## START Input material

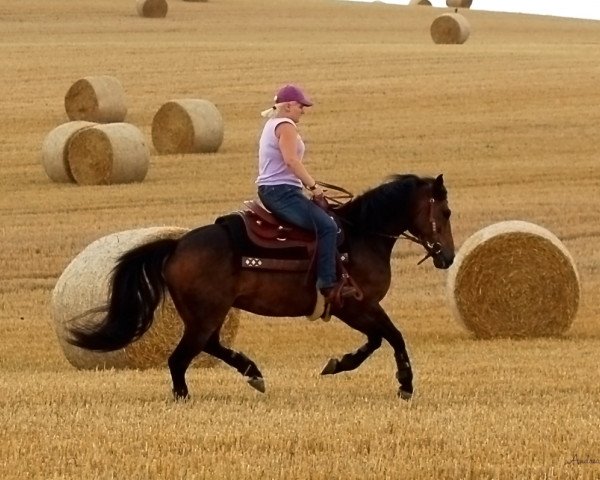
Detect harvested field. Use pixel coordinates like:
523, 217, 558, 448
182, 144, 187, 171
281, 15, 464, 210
0, 0, 600, 480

## END Input material

● **Direction**
Rewrite the material above, replacing "harvested field" with "mown meadow" and changing nothing else. Leave the picture out of your answer.

● **Written response**
Detect mown meadow. Use pixel coordinates like:
523, 217, 558, 448
182, 144, 187, 171
281, 15, 464, 210
0, 0, 600, 480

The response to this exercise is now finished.